(Supplied text Opens)

Canvas vs Share File
The two tools use different output channels. It’s common to use both in one research run.
| Situation | Pick |
|---|---|
| User should read and edit it in-app | Canvas Create/Update — same title → new version on the next call. Pass force_new=true to create a separate new canvas even when the title matches |
| External sharing, attachments, or archiving | Share File — delivered as a download link in chat |
| Table-heavy data, needs CSV | Share File (pass CSV text in content) |
| Pre-built binary (PDF, image) | Share File (use path to point at the file in the sandbox) |
Canvas is visible only inside the user’s chat — not to other agents on the same team. If you need to share an output with teammates, export with share file, or use the team shared state tool (Team State Set) for information the whole team should see.
Memory
If you research the same domain over and over (one industry vertical, recurring competitor list), turning on the memory tools pays off.
| Settings label | What it adds |
|---|---|
| Memory Scan | Recalls earlier topics and key findings so you don’t repeat searches |
| Read File / Write File / Edit File | Accumulates definitions, glossaries, and trusted source lists in agent-private notes. Relative paths (e.g. memory/sources.md) map to the agent’s memory area; absolute paths (e.g. /tmp/data.csv) can reach anywhere in the sandbox. The persona file is platform-managed and write-protected |
With memory enabled the agent automatically files lessons learned at the end of a job and uses them first on the next call. To pull up results from a past research session, the history read and search tools let you reach archived segments from earlier conversations. Memory is agent-private, so it isn’t visible to teammates. For team-wide reference material, use team state or canvas.
Cost notes
Web search uses credits per provider call, and the LLM also burns credits while summarizing. If you have HTTP Request or Web Browser enabled, reading individual pages adds LLM context cost on top. A typical 5-source run is light overall, but a strong “use 20+ sources” instruction inflates calls and cost — set a sensible ceiling in the prompt.

(Supplied text Closes)
(Entries shown Opens)

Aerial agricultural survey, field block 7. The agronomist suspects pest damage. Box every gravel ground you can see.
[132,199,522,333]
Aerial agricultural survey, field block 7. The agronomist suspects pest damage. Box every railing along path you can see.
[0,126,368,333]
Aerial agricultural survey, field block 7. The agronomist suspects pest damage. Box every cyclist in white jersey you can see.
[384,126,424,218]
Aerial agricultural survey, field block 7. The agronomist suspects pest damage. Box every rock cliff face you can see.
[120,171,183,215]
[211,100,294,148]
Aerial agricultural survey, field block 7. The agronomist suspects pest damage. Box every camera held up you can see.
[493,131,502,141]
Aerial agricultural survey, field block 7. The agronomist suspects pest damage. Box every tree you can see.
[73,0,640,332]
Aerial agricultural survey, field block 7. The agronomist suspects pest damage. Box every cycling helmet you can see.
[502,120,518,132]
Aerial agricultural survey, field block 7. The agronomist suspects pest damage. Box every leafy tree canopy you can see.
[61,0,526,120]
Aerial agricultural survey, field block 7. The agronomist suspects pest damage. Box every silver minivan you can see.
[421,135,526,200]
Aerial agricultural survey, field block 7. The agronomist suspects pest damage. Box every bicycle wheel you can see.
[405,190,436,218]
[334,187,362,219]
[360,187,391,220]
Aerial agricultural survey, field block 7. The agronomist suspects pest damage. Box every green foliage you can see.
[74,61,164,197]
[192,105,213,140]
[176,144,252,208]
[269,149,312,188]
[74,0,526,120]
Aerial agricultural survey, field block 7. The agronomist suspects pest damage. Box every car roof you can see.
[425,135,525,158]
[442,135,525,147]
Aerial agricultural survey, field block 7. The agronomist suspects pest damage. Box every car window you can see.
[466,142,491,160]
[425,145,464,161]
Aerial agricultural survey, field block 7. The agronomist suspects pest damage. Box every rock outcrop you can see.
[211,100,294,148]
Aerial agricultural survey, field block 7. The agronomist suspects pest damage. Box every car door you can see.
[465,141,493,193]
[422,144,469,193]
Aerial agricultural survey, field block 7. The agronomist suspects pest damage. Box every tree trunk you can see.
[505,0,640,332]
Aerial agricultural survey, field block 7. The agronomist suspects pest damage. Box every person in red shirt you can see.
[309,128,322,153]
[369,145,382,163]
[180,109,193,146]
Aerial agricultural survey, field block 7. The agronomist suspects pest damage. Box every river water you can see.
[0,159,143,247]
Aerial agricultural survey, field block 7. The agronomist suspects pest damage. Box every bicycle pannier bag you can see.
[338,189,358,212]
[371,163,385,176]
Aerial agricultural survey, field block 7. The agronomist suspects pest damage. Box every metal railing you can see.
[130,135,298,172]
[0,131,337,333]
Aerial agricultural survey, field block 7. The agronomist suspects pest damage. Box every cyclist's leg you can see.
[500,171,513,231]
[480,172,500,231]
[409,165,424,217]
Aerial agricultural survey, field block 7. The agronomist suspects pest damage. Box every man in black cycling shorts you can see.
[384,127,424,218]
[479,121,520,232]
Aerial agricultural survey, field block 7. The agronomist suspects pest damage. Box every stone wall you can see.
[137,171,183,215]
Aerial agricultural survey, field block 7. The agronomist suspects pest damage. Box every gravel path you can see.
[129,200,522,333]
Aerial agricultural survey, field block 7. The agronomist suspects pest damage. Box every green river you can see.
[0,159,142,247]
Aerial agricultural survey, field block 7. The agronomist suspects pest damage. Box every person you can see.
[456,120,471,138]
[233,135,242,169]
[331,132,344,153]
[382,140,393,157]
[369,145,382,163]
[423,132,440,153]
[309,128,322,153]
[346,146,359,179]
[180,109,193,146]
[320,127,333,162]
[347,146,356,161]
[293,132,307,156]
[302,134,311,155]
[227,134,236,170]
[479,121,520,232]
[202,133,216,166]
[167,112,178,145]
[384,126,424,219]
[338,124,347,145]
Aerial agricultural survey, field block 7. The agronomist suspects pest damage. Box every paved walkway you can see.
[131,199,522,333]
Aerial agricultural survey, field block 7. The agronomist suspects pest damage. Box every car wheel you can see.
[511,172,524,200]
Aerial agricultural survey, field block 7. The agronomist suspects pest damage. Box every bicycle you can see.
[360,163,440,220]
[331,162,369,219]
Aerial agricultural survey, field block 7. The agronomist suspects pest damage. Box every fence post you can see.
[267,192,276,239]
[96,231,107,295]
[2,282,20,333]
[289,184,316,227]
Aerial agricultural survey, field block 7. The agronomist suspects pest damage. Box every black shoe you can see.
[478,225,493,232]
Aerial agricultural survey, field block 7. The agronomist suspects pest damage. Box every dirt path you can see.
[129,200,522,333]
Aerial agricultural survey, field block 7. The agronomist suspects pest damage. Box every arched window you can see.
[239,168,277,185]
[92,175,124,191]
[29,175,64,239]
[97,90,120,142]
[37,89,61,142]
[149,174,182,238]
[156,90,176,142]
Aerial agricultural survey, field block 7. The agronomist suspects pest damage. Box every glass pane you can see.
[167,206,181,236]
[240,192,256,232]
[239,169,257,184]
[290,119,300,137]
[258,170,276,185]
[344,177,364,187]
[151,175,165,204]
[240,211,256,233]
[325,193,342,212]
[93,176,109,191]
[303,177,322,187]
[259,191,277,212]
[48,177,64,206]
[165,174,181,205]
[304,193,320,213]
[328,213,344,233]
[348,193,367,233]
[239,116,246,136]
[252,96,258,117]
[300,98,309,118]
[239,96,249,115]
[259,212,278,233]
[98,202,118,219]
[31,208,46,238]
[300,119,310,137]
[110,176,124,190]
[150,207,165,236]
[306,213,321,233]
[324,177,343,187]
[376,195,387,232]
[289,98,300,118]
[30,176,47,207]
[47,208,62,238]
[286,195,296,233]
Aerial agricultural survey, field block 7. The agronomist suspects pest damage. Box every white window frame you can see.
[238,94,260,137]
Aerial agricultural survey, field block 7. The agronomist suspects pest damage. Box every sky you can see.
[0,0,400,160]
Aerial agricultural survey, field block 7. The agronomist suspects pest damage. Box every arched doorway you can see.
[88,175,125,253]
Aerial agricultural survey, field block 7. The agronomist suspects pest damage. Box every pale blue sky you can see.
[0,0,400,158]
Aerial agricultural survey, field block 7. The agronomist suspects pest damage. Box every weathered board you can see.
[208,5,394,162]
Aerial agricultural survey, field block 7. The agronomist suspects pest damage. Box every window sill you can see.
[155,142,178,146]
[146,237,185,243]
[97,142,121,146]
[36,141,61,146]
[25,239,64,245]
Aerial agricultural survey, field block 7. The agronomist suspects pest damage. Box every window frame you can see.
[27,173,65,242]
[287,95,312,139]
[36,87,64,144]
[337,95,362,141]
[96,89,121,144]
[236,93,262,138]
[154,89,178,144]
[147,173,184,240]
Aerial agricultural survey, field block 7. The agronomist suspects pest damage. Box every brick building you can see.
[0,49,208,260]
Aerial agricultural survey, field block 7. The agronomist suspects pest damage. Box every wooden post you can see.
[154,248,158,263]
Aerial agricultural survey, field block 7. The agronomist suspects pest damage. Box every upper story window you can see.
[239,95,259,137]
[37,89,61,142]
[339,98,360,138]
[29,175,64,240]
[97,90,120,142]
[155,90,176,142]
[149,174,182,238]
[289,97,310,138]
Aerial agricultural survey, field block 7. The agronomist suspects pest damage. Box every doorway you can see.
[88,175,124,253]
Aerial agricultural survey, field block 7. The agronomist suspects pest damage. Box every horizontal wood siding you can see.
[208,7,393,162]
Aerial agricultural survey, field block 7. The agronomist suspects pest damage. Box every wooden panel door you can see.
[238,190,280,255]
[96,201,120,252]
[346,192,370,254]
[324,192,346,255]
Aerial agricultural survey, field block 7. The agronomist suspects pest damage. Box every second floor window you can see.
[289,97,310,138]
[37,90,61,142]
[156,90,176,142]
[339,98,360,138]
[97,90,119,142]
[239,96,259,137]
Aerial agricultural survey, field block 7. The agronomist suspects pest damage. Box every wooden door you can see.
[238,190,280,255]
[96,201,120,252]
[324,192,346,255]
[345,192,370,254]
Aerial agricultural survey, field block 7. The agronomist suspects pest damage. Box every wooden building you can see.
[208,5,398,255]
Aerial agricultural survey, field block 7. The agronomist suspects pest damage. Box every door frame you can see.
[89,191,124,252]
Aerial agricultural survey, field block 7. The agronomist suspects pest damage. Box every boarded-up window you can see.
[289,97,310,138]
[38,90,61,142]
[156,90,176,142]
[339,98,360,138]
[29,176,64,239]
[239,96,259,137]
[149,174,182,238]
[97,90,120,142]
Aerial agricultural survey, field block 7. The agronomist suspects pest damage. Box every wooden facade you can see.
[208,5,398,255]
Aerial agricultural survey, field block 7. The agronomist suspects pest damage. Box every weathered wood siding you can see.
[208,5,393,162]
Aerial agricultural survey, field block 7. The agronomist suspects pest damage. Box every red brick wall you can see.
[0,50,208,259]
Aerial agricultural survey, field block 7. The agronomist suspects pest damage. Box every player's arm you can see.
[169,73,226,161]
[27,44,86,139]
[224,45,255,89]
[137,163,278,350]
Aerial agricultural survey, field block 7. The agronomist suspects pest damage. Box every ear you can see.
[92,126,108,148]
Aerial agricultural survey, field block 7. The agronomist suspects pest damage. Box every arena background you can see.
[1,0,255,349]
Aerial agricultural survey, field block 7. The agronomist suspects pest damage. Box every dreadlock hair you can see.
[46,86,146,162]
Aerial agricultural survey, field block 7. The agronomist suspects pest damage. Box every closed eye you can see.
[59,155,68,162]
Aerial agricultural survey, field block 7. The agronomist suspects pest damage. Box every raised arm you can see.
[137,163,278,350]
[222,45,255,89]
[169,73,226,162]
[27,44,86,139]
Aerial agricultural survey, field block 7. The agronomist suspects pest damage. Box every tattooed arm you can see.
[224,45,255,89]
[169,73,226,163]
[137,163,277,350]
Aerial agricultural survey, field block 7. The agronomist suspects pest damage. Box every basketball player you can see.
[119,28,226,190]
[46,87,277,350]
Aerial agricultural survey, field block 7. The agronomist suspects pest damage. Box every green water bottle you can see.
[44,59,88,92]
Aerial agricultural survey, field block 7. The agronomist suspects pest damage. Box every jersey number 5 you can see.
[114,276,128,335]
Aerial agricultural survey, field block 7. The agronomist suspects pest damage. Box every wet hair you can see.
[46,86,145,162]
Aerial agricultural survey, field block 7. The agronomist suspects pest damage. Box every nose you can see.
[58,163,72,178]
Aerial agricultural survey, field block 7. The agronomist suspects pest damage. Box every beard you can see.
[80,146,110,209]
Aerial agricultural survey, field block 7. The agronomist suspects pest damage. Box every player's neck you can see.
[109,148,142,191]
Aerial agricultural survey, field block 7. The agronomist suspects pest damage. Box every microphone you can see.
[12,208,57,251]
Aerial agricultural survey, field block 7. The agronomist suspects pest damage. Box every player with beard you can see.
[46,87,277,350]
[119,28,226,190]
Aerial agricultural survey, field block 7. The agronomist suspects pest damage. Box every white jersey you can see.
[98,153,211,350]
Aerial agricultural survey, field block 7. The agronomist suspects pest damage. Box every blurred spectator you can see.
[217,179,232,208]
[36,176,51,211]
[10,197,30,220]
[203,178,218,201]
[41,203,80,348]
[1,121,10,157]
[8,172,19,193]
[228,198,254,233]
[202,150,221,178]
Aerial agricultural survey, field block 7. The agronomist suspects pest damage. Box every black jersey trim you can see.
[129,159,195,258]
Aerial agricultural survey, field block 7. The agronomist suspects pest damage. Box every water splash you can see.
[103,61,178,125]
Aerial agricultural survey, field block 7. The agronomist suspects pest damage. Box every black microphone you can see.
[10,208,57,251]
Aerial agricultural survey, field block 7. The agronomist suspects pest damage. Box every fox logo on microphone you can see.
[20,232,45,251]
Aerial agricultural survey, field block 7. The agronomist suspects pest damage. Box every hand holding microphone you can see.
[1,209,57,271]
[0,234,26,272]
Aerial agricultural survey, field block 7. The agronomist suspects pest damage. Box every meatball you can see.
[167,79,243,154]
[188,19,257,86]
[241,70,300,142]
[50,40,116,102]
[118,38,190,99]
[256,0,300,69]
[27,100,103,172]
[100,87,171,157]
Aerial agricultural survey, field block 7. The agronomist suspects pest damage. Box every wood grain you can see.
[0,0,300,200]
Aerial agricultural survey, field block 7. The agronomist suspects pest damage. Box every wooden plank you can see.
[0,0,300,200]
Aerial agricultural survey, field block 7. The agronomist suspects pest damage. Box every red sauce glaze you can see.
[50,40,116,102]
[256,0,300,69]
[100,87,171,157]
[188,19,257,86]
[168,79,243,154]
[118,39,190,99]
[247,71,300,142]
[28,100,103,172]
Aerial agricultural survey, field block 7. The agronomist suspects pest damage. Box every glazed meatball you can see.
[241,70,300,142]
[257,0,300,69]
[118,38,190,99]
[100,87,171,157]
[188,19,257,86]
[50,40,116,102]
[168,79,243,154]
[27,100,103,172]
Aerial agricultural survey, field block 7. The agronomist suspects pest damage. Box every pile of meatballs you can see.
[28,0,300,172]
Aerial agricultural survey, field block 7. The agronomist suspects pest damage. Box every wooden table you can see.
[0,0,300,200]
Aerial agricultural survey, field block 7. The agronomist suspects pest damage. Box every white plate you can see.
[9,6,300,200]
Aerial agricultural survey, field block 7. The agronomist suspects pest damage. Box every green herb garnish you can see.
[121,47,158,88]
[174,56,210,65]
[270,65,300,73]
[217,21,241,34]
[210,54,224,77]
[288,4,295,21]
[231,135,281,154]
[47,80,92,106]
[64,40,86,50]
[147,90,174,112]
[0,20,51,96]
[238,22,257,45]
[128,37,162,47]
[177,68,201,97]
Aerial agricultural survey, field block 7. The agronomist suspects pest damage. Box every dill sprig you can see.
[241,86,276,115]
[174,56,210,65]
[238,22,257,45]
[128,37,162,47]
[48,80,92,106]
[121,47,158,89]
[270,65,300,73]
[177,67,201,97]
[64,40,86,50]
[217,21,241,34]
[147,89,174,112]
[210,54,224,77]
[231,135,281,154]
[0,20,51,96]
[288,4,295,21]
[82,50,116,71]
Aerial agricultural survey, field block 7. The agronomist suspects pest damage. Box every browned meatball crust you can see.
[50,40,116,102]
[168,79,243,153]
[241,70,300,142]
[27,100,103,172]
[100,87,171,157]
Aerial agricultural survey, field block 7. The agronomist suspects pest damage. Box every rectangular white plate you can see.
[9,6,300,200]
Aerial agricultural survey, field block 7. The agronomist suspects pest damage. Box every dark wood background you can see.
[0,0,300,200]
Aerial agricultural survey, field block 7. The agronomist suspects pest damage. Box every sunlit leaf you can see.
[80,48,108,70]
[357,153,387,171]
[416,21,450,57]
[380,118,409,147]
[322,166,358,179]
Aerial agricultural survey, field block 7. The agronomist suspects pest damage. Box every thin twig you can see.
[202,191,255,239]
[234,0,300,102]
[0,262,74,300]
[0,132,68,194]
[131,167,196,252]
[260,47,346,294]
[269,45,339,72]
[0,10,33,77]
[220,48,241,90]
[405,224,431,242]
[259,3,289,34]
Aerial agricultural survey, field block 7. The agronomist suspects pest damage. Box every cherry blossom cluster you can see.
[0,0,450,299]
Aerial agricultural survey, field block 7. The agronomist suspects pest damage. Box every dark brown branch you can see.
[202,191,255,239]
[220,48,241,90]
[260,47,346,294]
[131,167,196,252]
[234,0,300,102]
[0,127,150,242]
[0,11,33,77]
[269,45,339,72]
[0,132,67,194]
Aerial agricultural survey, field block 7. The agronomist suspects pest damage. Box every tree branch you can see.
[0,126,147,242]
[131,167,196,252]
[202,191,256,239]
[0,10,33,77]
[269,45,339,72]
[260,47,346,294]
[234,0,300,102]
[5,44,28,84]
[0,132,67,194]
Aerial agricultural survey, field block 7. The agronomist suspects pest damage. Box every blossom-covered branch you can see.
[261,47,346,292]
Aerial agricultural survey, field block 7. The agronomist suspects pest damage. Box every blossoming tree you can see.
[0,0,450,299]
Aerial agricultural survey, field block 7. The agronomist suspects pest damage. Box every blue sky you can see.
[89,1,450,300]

(Entries shown Closes)

* [About this task]:
Answer these questions from the supplied text on Canvas, Share File, memory, and cost:
1. Which tool should you pick for table-heavy data that needs CSV, and how is the data passed?
2. With memory enabled, what does the agent do with lessons learned?
3. What should you set in the prompt to keep a "use 20+ sources" instruction from inflating calls and cost?

* [Solution for this task]:
1. Share File, with the CSV text passed in content.
2. It automatically files them at the end of a job and uses them first on the next call.
3. A sensible ceiling.